The task:
Locate each line in the items below that contains the string "interior" and copy those lines out. Case matters.

BEGIN Material for the task

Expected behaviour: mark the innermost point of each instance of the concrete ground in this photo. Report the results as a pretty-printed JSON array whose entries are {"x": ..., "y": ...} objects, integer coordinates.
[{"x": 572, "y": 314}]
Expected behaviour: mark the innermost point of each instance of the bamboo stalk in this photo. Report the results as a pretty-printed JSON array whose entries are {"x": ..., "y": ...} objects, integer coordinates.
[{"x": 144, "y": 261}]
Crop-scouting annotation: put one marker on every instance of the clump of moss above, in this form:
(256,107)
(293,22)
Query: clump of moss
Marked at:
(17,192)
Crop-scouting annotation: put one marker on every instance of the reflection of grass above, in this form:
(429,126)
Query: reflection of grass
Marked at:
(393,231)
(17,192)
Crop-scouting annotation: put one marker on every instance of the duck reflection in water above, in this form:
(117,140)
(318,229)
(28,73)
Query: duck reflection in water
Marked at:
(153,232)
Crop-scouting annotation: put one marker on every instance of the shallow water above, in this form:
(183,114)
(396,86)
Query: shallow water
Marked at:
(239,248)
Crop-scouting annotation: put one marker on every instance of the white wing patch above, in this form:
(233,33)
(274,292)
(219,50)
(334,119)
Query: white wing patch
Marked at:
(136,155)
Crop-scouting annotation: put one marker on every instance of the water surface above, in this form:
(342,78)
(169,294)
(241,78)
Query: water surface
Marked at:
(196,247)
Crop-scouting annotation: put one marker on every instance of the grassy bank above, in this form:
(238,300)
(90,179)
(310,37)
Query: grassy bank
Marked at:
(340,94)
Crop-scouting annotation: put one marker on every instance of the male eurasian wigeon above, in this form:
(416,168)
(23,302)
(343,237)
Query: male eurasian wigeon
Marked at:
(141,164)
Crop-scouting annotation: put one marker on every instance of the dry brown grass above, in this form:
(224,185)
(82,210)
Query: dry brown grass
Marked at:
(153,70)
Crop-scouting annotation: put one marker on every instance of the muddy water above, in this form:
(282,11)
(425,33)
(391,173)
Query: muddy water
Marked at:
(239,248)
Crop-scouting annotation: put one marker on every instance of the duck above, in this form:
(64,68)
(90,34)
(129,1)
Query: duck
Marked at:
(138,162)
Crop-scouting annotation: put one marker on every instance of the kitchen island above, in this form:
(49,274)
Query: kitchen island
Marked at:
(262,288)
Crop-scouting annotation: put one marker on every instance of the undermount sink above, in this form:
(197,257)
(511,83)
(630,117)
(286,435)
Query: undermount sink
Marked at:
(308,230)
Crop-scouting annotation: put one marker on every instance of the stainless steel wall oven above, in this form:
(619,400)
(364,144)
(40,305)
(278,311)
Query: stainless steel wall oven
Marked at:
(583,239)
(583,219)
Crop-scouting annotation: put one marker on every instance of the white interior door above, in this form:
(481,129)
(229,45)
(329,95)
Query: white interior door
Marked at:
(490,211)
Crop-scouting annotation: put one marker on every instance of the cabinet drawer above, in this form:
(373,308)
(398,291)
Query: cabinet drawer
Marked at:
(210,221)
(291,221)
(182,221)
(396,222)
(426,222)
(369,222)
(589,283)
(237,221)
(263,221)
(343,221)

END Material for the task
BEGIN Material for the task

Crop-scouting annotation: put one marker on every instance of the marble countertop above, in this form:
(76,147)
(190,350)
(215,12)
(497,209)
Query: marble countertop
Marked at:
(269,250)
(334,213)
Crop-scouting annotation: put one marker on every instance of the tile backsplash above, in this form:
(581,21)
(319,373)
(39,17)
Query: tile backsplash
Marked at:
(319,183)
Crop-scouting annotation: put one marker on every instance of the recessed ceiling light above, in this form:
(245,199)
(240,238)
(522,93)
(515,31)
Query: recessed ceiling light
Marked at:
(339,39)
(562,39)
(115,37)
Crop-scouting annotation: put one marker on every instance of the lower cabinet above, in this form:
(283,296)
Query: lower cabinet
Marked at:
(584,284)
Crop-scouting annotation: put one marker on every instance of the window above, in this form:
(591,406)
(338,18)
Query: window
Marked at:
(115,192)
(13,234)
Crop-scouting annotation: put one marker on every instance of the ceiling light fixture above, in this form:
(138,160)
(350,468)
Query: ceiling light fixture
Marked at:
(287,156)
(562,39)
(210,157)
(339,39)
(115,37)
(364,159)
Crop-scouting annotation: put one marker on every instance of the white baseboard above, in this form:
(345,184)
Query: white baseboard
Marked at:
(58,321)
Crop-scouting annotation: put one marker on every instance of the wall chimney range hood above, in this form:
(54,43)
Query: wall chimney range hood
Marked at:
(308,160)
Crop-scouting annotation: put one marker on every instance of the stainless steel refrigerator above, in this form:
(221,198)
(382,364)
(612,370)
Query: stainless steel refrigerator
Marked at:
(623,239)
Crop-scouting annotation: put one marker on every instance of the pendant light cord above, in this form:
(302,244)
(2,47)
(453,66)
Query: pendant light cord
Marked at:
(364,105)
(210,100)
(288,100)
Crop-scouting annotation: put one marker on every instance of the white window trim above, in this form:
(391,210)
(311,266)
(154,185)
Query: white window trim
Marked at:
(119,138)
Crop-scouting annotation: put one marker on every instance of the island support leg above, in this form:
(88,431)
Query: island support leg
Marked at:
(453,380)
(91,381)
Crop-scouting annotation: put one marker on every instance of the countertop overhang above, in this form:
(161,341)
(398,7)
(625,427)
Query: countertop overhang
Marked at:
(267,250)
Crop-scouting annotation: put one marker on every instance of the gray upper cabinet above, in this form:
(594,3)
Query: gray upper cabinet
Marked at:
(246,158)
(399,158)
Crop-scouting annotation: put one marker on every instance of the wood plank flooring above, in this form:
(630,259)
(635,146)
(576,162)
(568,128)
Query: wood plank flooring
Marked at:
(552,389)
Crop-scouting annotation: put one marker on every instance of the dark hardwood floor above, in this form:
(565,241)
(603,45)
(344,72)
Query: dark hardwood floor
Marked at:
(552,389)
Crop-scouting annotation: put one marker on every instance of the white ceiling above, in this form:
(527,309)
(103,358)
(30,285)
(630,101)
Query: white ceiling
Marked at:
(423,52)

END Material for the task

Solution for this exercise:
Crop-scouting annotation: put one marker on every instance of the white interior door above, in this form:
Query: white interior door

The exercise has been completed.